▸ **REQUIREMENT**
Present the data once more in exactly its original form.

^^^^

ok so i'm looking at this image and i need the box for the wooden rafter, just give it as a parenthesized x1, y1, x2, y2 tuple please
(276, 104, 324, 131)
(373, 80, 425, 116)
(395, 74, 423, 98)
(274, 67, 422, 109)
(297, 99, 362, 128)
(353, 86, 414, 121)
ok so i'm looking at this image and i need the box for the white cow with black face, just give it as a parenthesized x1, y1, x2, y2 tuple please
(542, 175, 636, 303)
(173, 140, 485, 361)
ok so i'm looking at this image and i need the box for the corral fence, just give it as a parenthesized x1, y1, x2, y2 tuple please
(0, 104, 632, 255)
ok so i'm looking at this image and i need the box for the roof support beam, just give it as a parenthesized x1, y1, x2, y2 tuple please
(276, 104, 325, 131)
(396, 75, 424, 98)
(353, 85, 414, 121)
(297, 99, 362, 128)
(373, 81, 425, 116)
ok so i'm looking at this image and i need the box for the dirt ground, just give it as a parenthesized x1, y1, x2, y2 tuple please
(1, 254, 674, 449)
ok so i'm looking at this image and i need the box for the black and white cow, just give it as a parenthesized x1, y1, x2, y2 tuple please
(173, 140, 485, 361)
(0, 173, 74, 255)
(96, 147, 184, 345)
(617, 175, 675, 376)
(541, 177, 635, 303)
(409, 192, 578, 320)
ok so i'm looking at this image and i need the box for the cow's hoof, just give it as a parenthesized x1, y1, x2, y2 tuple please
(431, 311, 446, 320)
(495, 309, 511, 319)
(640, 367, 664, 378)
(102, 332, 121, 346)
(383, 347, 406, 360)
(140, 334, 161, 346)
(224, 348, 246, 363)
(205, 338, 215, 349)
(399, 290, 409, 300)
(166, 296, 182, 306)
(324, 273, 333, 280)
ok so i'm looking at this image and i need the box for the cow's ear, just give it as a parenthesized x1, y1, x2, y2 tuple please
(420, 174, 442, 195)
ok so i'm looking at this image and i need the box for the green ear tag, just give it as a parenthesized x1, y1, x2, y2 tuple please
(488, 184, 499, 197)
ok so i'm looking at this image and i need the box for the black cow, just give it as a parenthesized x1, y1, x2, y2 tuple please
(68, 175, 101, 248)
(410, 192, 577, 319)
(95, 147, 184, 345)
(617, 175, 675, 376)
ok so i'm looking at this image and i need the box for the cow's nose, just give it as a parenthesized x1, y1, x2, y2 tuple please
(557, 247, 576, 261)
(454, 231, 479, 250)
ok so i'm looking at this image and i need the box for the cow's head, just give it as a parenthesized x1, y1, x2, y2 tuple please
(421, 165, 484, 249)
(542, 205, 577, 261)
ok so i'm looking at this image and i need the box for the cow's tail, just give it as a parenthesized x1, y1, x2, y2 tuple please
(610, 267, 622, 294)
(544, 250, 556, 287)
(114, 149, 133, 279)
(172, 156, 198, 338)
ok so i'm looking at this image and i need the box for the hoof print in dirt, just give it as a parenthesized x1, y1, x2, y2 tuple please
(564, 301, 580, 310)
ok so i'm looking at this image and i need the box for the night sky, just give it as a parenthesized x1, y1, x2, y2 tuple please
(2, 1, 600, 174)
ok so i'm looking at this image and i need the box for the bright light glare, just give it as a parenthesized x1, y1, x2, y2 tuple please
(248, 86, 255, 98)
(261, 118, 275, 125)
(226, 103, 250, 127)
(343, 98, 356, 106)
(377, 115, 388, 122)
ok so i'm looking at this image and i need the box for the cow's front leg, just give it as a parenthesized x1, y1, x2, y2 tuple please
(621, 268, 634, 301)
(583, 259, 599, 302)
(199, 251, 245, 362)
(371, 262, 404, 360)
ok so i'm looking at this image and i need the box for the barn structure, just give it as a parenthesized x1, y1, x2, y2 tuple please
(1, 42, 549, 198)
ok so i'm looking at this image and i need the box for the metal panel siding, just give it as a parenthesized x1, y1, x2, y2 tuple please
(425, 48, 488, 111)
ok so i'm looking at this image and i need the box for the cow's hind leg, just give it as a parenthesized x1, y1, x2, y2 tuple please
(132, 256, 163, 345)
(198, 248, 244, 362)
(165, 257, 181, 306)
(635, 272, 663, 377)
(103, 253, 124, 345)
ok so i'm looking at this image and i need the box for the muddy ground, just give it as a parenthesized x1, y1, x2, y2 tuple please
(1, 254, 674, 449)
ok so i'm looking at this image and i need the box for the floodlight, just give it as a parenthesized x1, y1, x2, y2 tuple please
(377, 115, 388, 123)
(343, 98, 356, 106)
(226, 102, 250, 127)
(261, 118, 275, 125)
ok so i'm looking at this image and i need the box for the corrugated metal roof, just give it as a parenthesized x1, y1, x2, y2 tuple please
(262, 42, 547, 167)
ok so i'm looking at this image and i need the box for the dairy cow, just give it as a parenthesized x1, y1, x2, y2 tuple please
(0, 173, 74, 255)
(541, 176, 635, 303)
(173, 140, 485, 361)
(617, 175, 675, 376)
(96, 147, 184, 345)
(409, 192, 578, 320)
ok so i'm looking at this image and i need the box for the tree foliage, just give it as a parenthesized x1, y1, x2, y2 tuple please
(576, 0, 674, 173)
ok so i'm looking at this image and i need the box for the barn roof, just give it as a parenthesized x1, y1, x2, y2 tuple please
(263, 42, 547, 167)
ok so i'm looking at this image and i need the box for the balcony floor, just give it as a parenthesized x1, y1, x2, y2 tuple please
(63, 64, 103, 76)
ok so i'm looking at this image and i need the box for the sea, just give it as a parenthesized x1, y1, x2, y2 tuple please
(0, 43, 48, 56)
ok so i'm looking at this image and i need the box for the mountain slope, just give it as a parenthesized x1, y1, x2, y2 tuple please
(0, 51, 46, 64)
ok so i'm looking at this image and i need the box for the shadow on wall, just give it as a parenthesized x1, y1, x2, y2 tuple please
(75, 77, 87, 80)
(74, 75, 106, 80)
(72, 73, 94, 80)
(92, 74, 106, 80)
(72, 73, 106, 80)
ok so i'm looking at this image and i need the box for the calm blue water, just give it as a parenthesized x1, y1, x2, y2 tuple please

^^^^

▸ **WRITTEN SOLUTION**
ok so i'm looking at this image and i need the box for the wooden rafter, just give it as a parenthesized x1, y1, x2, y2 tuple please
(276, 104, 324, 131)
(373, 80, 425, 116)
(395, 74, 423, 98)
(274, 67, 422, 109)
(297, 99, 362, 128)
(353, 86, 414, 121)
ok so i'm looking at this image and i need the box for the white cow with black face, just give it as a parenthesized x1, y1, x2, y2 tuple please
(542, 175, 636, 303)
(173, 140, 485, 361)
ok so i'm looking at this image and i need the box for the corral fence, just give it as a parenthesized x1, y1, x2, y2 tuple please
(0, 104, 632, 255)
ok so i'm looking at this image and i need the box for the roof support beam, just give it as a parenthesized x1, y1, x2, y2 tuple please
(276, 104, 325, 131)
(396, 75, 424, 98)
(353, 85, 414, 121)
(297, 99, 362, 128)
(373, 81, 425, 116)
ok so i'm looking at this image and i need the box for the dirt ground, just give it as a parenthesized x1, y1, x2, y2 tuple please
(1, 254, 674, 449)
ok so i'm looking at this image and i need the box for the black and white cow, just give it as a parenthesized x1, y1, x2, y2 tuple please
(173, 140, 485, 361)
(0, 173, 74, 255)
(96, 147, 184, 345)
(617, 175, 675, 376)
(541, 177, 635, 303)
(409, 192, 578, 320)
ok so i'm looking at this image and i need the box for the cow's hoof, just give it as a parenthesized x1, y1, x2, y2 tuple please
(431, 311, 446, 320)
(495, 309, 511, 319)
(640, 367, 664, 378)
(102, 332, 121, 346)
(383, 347, 406, 360)
(140, 334, 161, 346)
(224, 348, 246, 363)
(205, 338, 215, 349)
(399, 290, 409, 300)
(166, 296, 182, 306)
(324, 273, 333, 280)
ok so i'm looking at this image and i need the box for the cow's ear, just give it as a parenthesized x1, y1, x2, y2 tuple please
(420, 174, 442, 195)
ok so i'm looking at this image and i need the box for the green ear tag, just give it as a parenthesized x1, y1, x2, y2 tuple please
(488, 184, 499, 197)
ok so i'm looking at this image and i need the box for the black cow, just give it as a parenthesized x1, y1, x2, y2 tuple please
(68, 175, 101, 248)
(410, 192, 577, 319)
(95, 147, 184, 345)
(617, 175, 675, 376)
ok so i'm looking at this image and i need the box for the cow's nose, just give it as a parenthesized x1, y1, x2, y2 tuple please
(557, 247, 576, 261)
(454, 231, 479, 250)
ok so i'm looking at this image and i need the box for the cow's head, just give it as a parenthesized x1, y1, x2, y2 tuple please
(421, 165, 484, 249)
(542, 205, 577, 261)
ok so i'm looking at this image and i need the box for the cow's tail, just give it as a parenthesized x1, y1, x2, y2 tuple please
(610, 267, 622, 294)
(544, 250, 556, 287)
(114, 149, 133, 279)
(172, 156, 198, 338)
ok so i'm looking at this image and i need the box for the hoof print in dirt, just give it as a parenthesized x1, y1, x2, y2 tuple please
(564, 301, 580, 310)
ok so i'm looking at this image and i need the box for the night sky, just give it as a parenthesized x1, y1, x2, y2 tuple please
(2, 1, 600, 174)
ok so i'm looking at this image and i need the box for the bright light glare, just give it as a parenthesized x1, y1, x2, y2 tuple please
(248, 86, 255, 98)
(261, 118, 275, 125)
(226, 103, 250, 127)
(343, 98, 356, 106)
(377, 115, 388, 122)
ok so i'm looking at this image and i need the box for the cow's front leg, just give it as a parenthesized x1, y1, x2, y2 tuple please
(621, 268, 634, 301)
(583, 259, 599, 302)
(199, 251, 245, 362)
(371, 262, 404, 360)
ok so i'm looking at this image and i need the box for the barn structure, just give it as a parenthesized x1, y1, x2, y2 tuple please
(1, 42, 549, 198)
ok so i'm looking at this image and i need the box for the metal panel siding, just give it as a parenthesized x1, y1, x2, y2 tuple please
(425, 48, 488, 111)
ok so i'm looking at this image and i need the box for the cow's hind leg, just give it as a parenthesized x1, y1, x2, y2 tuple please
(132, 256, 163, 345)
(198, 248, 244, 362)
(165, 257, 181, 306)
(635, 272, 663, 377)
(103, 253, 124, 345)
ok so i'm looking at this image and i need the box for the muddy ground, just give it as a parenthesized x1, y1, x2, y2 tuple please
(1, 254, 674, 449)
ok so i'm looking at this image and i need the box for the floodlight, just give it as a parenthesized x1, y1, x2, y2 tuple please
(377, 115, 388, 123)
(343, 98, 356, 106)
(226, 102, 250, 127)
(261, 118, 275, 125)
ok so i'm looking at this image and i need the box for the corrugated metal roof, just give it as a parenthesized x1, y1, x2, y2 tuple please
(262, 42, 547, 167)
ok so i'm looking at this image and i need the box for the dairy cow, just give it as a parenthesized x1, y1, x2, y2 tuple please
(0, 173, 74, 255)
(541, 176, 635, 303)
(173, 140, 485, 361)
(617, 175, 675, 376)
(96, 147, 184, 345)
(409, 192, 578, 320)
ok so i'm looking at this image and i need the box for the tree foliage, just give it as a parenthesized x1, y1, x2, y2 tuple please
(576, 0, 674, 173)
ok so i'm looking at this image and i need the box for the barn roof, just give it as a parenthesized x1, y1, x2, y2 tuple please
(263, 42, 547, 167)
ok so i'm looking at this image and i need the box for the balcony floor, just give it as a parenthesized x1, y1, x2, y2 tuple please
(63, 64, 103, 76)
ok so i'm looking at this image and i need the box for the sea, just give it as a parenthesized x1, y1, x2, y2 tuple please
(0, 43, 48, 56)
ok so i'm looking at this image and i need the box for the mountain slope, just give it as a parenthesized x1, y1, x2, y2 tuple please
(0, 51, 46, 64)
ok so i'm looking at this image and i need the box for the shadow on wall, just give it as a parenthesized x1, y1, x2, y2 tuple please
(75, 77, 87, 80)
(74, 75, 106, 80)
(72, 73, 94, 80)
(92, 74, 106, 80)
(72, 73, 106, 80)
ok so i'm looking at this image and i need the box for the calm blue water, just give it as a parenthesized x1, y1, x2, y2 tuple please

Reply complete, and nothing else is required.